### [OBJECTIVE]
Reproduce each of the rows below verbatim, leaving out the pictures.
## START PROVIDED MATERIAL
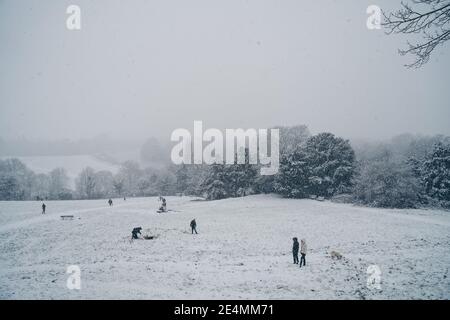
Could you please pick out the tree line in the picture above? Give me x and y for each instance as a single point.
(406, 172)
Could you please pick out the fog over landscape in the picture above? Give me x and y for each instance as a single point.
(342, 153)
(145, 69)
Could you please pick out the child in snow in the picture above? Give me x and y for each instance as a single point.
(303, 249)
(295, 248)
(194, 226)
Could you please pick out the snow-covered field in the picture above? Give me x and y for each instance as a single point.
(73, 164)
(243, 250)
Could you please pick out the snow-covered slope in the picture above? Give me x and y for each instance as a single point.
## END PROVIDED MATERIAL
### [SOLUTION TO THIS PROBLEM]
Could you please pick out the tree line in the picture above? Give me x and y for each instance as a single point.
(406, 172)
Could you please pick out the fog over landscape in the picture above? Give me x and y for each instance as a single point.
(342, 153)
(145, 69)
Could you please pick out the child in snow in the picture above? Give me x and y for each instance as a single point.
(303, 249)
(295, 248)
(194, 226)
Could you please pick out the snow-covered field in the picture above? Give me x and y for each instance as a single point.
(73, 164)
(243, 250)
Could you please pick out the snow-covered slope in the picture above? Give me x and y for each instance as a single point.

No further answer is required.